## [Items]
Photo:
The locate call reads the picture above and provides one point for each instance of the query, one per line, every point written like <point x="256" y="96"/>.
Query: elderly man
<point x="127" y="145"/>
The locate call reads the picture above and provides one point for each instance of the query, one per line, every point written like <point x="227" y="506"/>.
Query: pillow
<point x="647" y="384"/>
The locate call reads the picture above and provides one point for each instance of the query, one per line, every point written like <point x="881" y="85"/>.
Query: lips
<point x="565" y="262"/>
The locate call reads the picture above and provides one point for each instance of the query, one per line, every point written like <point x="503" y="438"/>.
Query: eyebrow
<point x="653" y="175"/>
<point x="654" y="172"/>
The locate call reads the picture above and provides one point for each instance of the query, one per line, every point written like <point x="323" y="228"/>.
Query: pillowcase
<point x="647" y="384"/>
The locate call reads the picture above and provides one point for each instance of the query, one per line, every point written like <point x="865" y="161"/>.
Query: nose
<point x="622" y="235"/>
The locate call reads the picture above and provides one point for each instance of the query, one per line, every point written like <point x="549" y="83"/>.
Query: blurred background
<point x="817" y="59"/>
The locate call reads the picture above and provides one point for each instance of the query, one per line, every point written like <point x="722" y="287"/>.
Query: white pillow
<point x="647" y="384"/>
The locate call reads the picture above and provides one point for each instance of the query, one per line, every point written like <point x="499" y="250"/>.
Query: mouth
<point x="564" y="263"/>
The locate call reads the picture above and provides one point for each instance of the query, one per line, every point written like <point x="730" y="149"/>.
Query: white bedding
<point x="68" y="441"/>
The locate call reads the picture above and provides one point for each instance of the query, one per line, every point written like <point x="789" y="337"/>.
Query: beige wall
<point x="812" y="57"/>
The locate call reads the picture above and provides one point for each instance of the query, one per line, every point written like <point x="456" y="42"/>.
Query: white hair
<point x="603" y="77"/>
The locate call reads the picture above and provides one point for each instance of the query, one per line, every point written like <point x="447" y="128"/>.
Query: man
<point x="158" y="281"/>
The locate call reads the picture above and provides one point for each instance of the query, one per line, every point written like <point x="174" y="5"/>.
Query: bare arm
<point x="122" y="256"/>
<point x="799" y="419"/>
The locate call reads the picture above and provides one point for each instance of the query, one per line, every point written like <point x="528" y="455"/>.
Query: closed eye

## [Short exercise]
The lines above should be duplicated exactly.

## [Answer for the task]
Photo:
The locate call reads the picture above and provides one point for each instance of the query, one per line, every point written like <point x="256" y="96"/>.
Query: elderly man
<point x="127" y="145"/>
The locate call reads the picture above and provides one point for each instance of the query, one per line, every point written like <point x="227" y="506"/>.
Query: pillow
<point x="647" y="384"/>
The locate call reads the picture above and provides one point for each instance of the query, one per line, every point written like <point x="881" y="85"/>.
Query: lips
<point x="565" y="262"/>
The locate call reads the picture above and provides one point for each instance of the query, one per line, every point written like <point x="503" y="438"/>.
Query: eyebrow
<point x="653" y="175"/>
<point x="654" y="172"/>
The locate call reads the picture above and provides one point for each instance of the query, one per line, every point written like <point x="323" y="228"/>.
Query: pillowcase
<point x="647" y="384"/>
The locate call reads the picture above and provides one point for each instance of the query, one per line, every point written like <point x="865" y="161"/>.
Query: nose
<point x="622" y="235"/>
The locate call reads the picture above and provides one point for each instance of the query, one per line, every point written like <point x="549" y="83"/>.
Query: blurred background
<point x="817" y="59"/>
The locate call reads the picture above and provides one point for each instance of the query, one per line, every point written like <point x="722" y="287"/>.
Query: white pillow
<point x="647" y="384"/>
The locate call reads the picture above and provides one point for each instance of the query, one per line, every point written like <point x="499" y="250"/>.
Query: mouth
<point x="564" y="263"/>
The locate call reads the picture above and provides one point for each instance of the query, one per line, every point written like <point x="730" y="149"/>.
Query: white bedding
<point x="68" y="441"/>
The locate call reads the picture above and provides one point for each instance of the query, one per line, every point written like <point x="789" y="337"/>.
Query: beige wall
<point x="812" y="57"/>
The locate call reads the picture above and provides one point for each instance of the query, one per line, every point written like <point x="456" y="42"/>.
Query: white hair
<point x="603" y="77"/>
The locate call reads the picture above and provides one point for each instance of the query, one per line, every point written like <point x="447" y="128"/>.
Query: man
<point x="158" y="281"/>
The locate call reads the picture above and provides one point for each instance of the query, one per line, every point written like <point x="174" y="5"/>.
Query: bare arm
<point x="122" y="256"/>
<point x="799" y="419"/>
The locate call reads the picture above and provides one point for each instance of the query, one per line, every point written like <point x="528" y="455"/>.
Query: closed eye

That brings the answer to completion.